[Items listed in a dataset]

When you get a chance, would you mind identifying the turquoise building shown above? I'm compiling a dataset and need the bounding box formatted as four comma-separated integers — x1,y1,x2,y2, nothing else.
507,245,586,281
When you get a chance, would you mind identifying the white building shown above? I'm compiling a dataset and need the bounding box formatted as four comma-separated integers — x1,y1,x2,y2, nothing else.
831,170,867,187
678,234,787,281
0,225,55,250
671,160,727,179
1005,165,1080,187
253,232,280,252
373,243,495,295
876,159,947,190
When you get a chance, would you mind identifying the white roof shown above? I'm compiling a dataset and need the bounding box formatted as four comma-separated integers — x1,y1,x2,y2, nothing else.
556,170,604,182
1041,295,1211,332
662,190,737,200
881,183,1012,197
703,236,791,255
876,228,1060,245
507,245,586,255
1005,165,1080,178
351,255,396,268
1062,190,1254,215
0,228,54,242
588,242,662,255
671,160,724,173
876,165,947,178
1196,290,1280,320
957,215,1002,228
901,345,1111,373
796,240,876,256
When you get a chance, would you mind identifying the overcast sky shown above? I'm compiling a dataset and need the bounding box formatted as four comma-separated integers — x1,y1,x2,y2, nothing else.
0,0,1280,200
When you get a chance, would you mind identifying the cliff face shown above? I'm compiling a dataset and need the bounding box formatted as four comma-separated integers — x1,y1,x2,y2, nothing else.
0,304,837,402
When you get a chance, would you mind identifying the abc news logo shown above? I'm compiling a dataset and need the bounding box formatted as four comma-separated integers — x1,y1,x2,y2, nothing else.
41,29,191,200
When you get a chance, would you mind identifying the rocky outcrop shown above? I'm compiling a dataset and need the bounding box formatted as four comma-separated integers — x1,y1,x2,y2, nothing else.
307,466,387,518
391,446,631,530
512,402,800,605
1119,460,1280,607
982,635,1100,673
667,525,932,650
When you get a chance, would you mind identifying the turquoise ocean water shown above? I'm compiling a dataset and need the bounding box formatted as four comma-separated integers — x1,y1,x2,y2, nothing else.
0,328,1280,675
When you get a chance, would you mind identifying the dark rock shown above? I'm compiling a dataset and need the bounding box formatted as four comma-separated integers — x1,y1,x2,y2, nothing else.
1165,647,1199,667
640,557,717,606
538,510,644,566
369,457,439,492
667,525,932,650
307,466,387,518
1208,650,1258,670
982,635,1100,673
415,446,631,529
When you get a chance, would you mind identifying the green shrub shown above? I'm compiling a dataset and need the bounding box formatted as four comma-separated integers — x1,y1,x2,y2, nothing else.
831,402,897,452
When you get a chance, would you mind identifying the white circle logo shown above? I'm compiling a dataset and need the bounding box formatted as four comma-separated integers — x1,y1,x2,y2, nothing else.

WHAT TO PRODUCE: Lay out every record above as a numbered list, one line per number, and drop any blank lines.

WRITTEN SOLUTION:
1. When you get a chance, would you mind identifying the turquoise building shown above? I'm compiling a dataset and need the bounding box formatted as four comma-separated integers — x1,y1,x2,y2, nothing else.
2. 507,245,586,281
3. When you get a chance, would you mind identifying the white building shown above? I'm compiling a dataset and need the bounding box formatted as four comma-separated integers — x1,y1,x2,y2, nothing else.
4. 831,170,867,187
5. 678,234,787,281
6. 0,225,55,250
7. 671,160,727,179
8. 1005,165,1080,187
9. 253,232,280,252
10. 373,243,495,295
11. 876,159,947,190
12. When you get a chance, would you mind identifying the white roof shown above? I'm compiling a dataset and need the bounding box formatted as four comma-separated integers — x1,y1,x2,y2, nothing else.
13. 556,170,604,182
14. 1041,295,1211,332
15. 662,190,737,200
16. 881,183,1012,197
17. 703,236,791,255
18. 876,228,1060,245
19. 507,245,586,255
20. 1005,165,1080,178
21. 351,255,396,268
22. 1062,190,1254,215
23. 0,228,54,242
24. 588,242,662,255
25. 671,160,724,173
26. 876,165,947,178
27. 1196,290,1280,320
28. 957,215,1002,228
29. 901,345,1111,373
30. 796,240,876,256
31. When you get a chance, would you mind identifying the overcast sky shown above? I'm compiling a dataset and need the bounding box formatted as four comma-separated integers — x1,y1,x2,y2, nothing else.
32. 0,0,1280,200
33. When you get a chance, would you mind identifying the cliff face shown above? I'm compiling a dataset and need the bounding box formatted as four comma-separated integers — x1,y1,x2,y2, nothing else.
34. 0,304,837,402
35. When you get a chance, would you mind identifying the abc news logo shown above? I'm compiling a dataset and need the bounding box formatted as four comma-separated integers — x1,y1,x2,y2, nothing else.
36. 41,29,191,200
37. When you get a chance, would you mind identifying the rocky outcrop shown above? I'm compiling a dataset and need the bounding box formatted as four comma-separated integers — x1,y1,x2,y2, nothing else.
38. 307,466,387,518
39. 391,446,631,530
40. 512,402,800,605
41. 1119,460,1280,607
42. 982,635,1100,673
43. 667,525,932,650
44. When you get a chance, would you mind identifying the turquoise ocean water shown above? I'm compiling a dataset and need the bounding box formatted as four comma-separated integers — x1,y1,x2,y2, nothing else.
45. 0,328,1280,675
46. When you get a chance, would you mind identifying the dark rock shown above? I'm compiling a dataset and need the bounding box formatted as four comma-separated integers — x1,y1,x2,y2, nothing else.
47. 1165,647,1199,667
48. 640,557,717,606
49. 538,510,644,566
50. 369,457,439,492
51. 667,525,932,650
52. 307,466,387,518
53. 1208,650,1258,670
54. 982,635,1100,673
55. 415,446,631,529
56. When you get a chance, would you mind identifying the green shrub shown above? I'm compiling a dataset and need the bounding box formatted as four comma-separated integers — x1,y1,x2,y2, nothing else.
57. 831,402,897,452
58. When you get a chance, would you mind identifying the white circle logo shown above? I'm compiling a dataset and need the bounding box formatted as four comma-separated integers — x1,y1,x2,y2, nothing else.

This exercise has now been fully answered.